-- Passage provided --
>>
Fisk on OBL

Doug Henwood dhenwood at panix.com
Thu Sep 13 16:05:49 PDT 2001


<http://www.abc.net.au/worldtoday/s365916.htm>

ABC RADIO

US response should be carefully considered: analyst The World Today - Thursday, September 13, 2001 12:18

JOHN HIGHFIELD: And there's a contrary view coming from the respected Middle East reporter and analyst, Robert Fisk, who writes for The Independent and is a regular contributor to ABC Radio National and The Philip Adams Program. He's amongst those urging caution. He agrees that the suicidal nature of the attacks suggests a Muslim Fundamentalist connection.

But Robert Fisk has been telling Matt Peacock in London that an immediate strike on Arab targets could be just the sort of response US enemies want, given high feelings right across the Middle East over things like the deaths of up to 10 million Iraqi children from starvation and lack of medical treatment, because of sanctions over the past 10 years.

ROBERT FISK: The problem is that the Americans and, to some extent, Mr Blair, are so obsessed with the word terrorism. I don't know if you've noticed, it's become a punctuation mark in any report now, that they've not begun to understand and think through what they're getting involved in.

This is not an enemy that stands out in front of you and waits to have a pitched battle. Or an enemy that builds up a whole army of people behind it. It's an enemy which is trying to provoke the other side, in this case the United States, to do something which will overthrow the regimes in the Middle East because of the mass popular fury.

MATT PEACOCK: And that's what you think will happen?

ROBERT FISK: Well look the people of the Middle East, in general, I'm talking here of the Arab Muslims, are already enraged over the number of casualties the Palestinians have suffered at the hands of the Israelis at the start of Intifada just over a year ago.

The Middle East is, here we go, cliché time again, a tinder box. Arab governments, I mean people like Mubarak can scarcely keep the millions off the streets at the moment.

And people like Mr bin Laden, for example, would like people like Mr Mubarak overthrown.

So the more America does in the way of retaliation, the happier Mr bin Laden, if he's behind it, will be.

MATT PEACOCK: What you're saying is that, if there is some kind of Western retaliation, then that will lead to a profound shift in the regimes in the Middle East.

ROBERT FISK: Yes, and they are our regimes, most of them, aren't they.

MATT PEACOCK: So what do you think would happen?

ROBERT FISK: I think people like Mr Mubarak will be in great danger of losing their thrones. And the same particularly applies to King Abdullah, who's not very popular at the moment, and half of whose population anyway is Palestinian. I think Bashar Alafed [phonetic] would be alright. I'm not at all certain what would happen to the Maghreb countries like Tunisia or Morocco.

And certainly the most dangerous area would be the Gulf states, because Saudi Arabia is not a democracy even though it claims itself to be a friend of the West. It's a theocratic dictatorship.

If you start losing major oil states as your allies, it's a bit difficult to know whether there'd be any real American presence or power left in the Middle East. That, of course, is what people like Mr bin Laden want. They want to cut and emasculate that power.

JOHN HIGHFIELD: Robert Fisk, the veteran Middle East analyst, was speaking there with Matt Peacock and, just in case I misread something there, if I said 10 million children have died, I meant to say that up to a million Iraqi children may have died from starvation and medical problems. It's still a very bad thing, is it not.
<<
-- Exercises to complete --
- 1) Answer these questions about the radio transcript:
(a) Which newspaper does Robert Fisk write for?
(b) Which country does Fisk call a theocratic dictatorship?
(c) According to Fisk, what portion of King Abdullah's population is Palestinian?
- 2) Write out the part of the radio transcript from "This is not" up to and including "a year ago.", with no changes.
Answer the following from the transcript alone.

-- Supplied data --
>>
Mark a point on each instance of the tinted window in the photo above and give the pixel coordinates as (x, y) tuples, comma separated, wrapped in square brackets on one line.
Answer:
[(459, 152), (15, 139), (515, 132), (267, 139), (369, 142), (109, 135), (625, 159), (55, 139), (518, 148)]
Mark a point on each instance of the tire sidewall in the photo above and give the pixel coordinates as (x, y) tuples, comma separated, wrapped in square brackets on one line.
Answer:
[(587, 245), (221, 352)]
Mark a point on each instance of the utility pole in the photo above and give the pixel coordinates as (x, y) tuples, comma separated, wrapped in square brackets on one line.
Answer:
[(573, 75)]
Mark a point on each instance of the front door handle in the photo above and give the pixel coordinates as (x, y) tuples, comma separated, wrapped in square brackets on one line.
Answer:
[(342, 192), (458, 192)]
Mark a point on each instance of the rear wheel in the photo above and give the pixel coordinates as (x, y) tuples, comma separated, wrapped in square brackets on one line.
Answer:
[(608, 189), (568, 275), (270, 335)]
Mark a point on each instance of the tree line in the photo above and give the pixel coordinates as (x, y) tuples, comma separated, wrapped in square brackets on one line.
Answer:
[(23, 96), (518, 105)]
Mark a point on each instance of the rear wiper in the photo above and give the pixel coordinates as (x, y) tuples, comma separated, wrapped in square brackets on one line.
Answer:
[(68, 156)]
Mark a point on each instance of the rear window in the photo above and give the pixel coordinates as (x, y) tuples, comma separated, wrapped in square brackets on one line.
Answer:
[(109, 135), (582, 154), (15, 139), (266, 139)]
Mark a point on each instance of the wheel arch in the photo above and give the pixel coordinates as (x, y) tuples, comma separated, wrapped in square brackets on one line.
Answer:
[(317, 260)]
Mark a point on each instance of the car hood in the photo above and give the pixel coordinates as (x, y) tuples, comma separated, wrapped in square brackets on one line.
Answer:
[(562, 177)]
<<
-- Answers for each item --
- 1)
(a) The Independent
(b) Saudi Arabia
(c) Half

- 2)
This is not an enemy that stands out in front of you and waits to have a pitched battle. Or an enemy that builds up a whole army of people behind it. It's an enemy which is trying to provoke the other side, in this case the United States, to do something which will overthrow the regimes in the Middle East because of the mass popular fury.

MATT PEACOCK: And that's what you think will happen?

ROBERT FISK: Well look the people of the Middle East, in general, I'm talking here of the Arab Muslims, are already enraged over the number of casualties the Palestinians have suffered at the hands of the Israelis at the start of Intifada just over a year ago.